Task set:
(1) Answer these questions about the blog post on holiday eating:
(a) How much heavier was the writer on coming home?
(b) In which state did the writer spend Christmas?
(c) What book is the writer now reading?
(2) Carry the blog post on holiday eating forward from its final sentence.

Excerpted text:
····················
As many people did, I indulged a bit over the Christmas holiday week. I was saved from seemingly endless co-worker-made indulgences, subcontracter/vendor gifts, client gifts, etc., by the fact that I couldn’t eat anything anyone brought to me. (My husband could, and did. We passed the rest of it along to grateful relatives.) But I made up, at least somewhat, for what others couldn’t make me by making goodies for myself–allergen-free buckeyes (we were in Ohio for Christmas), raspberry-laced brownies, etc. In fact, as I mentioned in an earlier post, I had to remind myself that I did not need to keep pace in my Christmas consumption with the people around me.
I came home 1.2 pounds heavier than when I left. It’s gone, as of today, but the gain was a reminder that eating sweets daily, eating full-plate portions of fattening foods, and not exercising (I was sick) will add up to weight gain that I don’t want or need.
As sad as it is, the long-term, historical status quo in this country (for most of us, at least) is to eat unhealthy foods, and even a week of such indulgences can reset a person to continue back down the unhealthy foods path. However, I don’t regret partaking in the holiday food tradition. As I’ve discussed on this blog, my goal with how I treat my body is to take care of myself, and with the holidays, a bit of indulgence can be healthy. Barbara Kingsolver discusses this issue in Animal Vegetable Miracle, the excellent book I’m now reading:
For most people everywhere, surely, food anchors holiday traditions. I probably spent some years denying the good in that, mostly subconsciously–devoutly refusing the Thanksgiving pie, accepting the stigma my culture has attached to celebrating food, especially for women my age. Because of the inscriptions written on our bodies . . . we are supposed to pretend if we are strong-willed that food is not all that important. Eat now and pay later, we’re warned. Stand on the scale, roll your eyes, and on New Year’s Day resolve to become a moral person again.
But most of America’s excess pounds were not gained on national holidays. After a certain age, we can’t make a habit of pie, certainly, but it’s a soul-killing dogma that says we have to snub it even on Thanksgiving. Good people eat. So do bad people, skinny people, fat people, tall and short ones. Heaven help us, we will never master photosynthesis. Planning complex, beautiful meals and investing one’s heart and time in their preparation is the opposite of self-indulgence. Kitchen-based family gatherings are process-oriented, cooperative, and in the best of worlds, nourishing and soulful. . . .
The key, for many of us who have struggled with our relationships with foods, is to get back on track with healthy eating after the holiday has ended. So, as many of us do at this time of year, I set about planning my upcoming week’s meals to be healthier, to continue the self-nourishment the holiday meals provide for some of us with, well, fewer calories involved. Healthy foods can be just as delicious, and definitely as nourishing, as high-calorie and high-fat ones.
····················
Information supplied:
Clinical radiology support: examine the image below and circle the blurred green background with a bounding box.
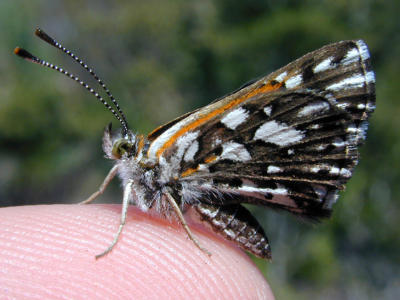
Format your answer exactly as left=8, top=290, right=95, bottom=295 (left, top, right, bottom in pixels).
left=0, top=0, right=400, bottom=299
····················
Responses for each task:
(1)
(a) 1.2 pounds
(b) Ohio
(c) Animal Vegetable Miracle

(2)
One of my primary goals–one of the easiest, most visually obvious ways to take care of myself–is to make sure that my meals are high in vegetables–and, occasionally, fruits–though vegetables are superior when one considers the cost/benefit ratio of calories to vitamins/antioxidants/etc. Specifically, I aim for a number of my meals to consist of 2/3 healthy vegetables–vegetables that may have a moderate amount of healthy fats in their cooking, and vegetables that are definitely seasoned well (garlic, Mrs. Dash, lemon, lime, orange, Lawry’s seasoning salt, fresh herbs, et al. are excellent additions), but which are not smothered in dairy or other high-fat, low-benefit sauces. If I get even close to 2/3, I know that I am doing well with what I am eating. Take our meal last night, for example:
This plate contains (local, pastured, organic) chicken enchiladas in corn tortillas with a red sauce and goat cheddar; garlicky broccoli; and a fruit salad of fresh grapefruit, tangelo, orange, avocado, and cilantro. As you can see, a little over half the plate is strictly fruit and vegetable–with the avocado providing a wonderful contrast and a bit of healthy fat in the fruit salad. The enchiladas are not strictly vegetable-based, obviously; however, they do contain quite a bit of rich vegetable power in the thick, rich tomato/onion/dried pepper sauce. This plate isn’t 2/3 vegetable, but it’s getting there. And it’s definitely helping to reset my mind to enjoying and craving vegetable-centric meals.
As a side note, that plate is actually too full–I only ate 2/3 of the food I put on it–but it’s also a salad plate. After reading the great book Mindless Eating, my husband and I only pull out our full-size plates when we are having more guests than we have salad plates; otherwise, we find ourselves eating less and being satisfied when we eat on salad plates.
I do believe in intuitive eating, but I don’t believe we can simply intuit how to eat very easily in American culture. I also know for a fact that we have to deal with our emotional sources of eating (sources that might tell us to eat when we don’t actually want/need food), and I know that we have to work at setting ourselves up for success. Mindless Eating contains a good bit of solid, research-based information that will help keep any of us who are working on health and weight management on the right paths. Eating off salad plates was just one of the good ideas I culled from the book.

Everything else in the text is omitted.